== Data to process

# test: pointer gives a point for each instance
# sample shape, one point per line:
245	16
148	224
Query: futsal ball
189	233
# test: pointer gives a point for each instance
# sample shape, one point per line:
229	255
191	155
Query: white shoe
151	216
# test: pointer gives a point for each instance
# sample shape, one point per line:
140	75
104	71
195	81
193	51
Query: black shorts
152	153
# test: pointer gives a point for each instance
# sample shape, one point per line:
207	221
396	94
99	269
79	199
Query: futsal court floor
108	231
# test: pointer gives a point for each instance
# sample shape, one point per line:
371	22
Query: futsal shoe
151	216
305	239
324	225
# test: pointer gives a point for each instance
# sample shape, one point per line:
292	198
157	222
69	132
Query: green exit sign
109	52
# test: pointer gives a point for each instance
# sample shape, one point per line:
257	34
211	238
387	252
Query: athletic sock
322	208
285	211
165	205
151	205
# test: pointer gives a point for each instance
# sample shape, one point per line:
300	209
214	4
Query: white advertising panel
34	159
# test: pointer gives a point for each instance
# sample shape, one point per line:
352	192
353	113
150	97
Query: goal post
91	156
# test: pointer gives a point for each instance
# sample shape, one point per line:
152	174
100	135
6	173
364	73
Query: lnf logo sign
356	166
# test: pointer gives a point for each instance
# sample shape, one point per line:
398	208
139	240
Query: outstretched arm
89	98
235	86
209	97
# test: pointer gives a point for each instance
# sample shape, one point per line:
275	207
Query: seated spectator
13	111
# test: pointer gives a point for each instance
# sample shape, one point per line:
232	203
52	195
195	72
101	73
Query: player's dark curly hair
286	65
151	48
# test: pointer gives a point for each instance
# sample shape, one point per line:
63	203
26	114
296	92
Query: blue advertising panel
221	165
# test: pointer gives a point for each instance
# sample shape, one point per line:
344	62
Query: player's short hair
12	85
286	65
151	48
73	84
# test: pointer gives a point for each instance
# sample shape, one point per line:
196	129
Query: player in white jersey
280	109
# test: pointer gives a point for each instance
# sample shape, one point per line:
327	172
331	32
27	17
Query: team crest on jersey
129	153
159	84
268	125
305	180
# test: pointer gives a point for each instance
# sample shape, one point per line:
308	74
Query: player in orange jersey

====

Your objective
Please tally the lines in the records above that contain the string "futsal", counting only matches of the same case, and reply with the number alone.

Solution to the problem
3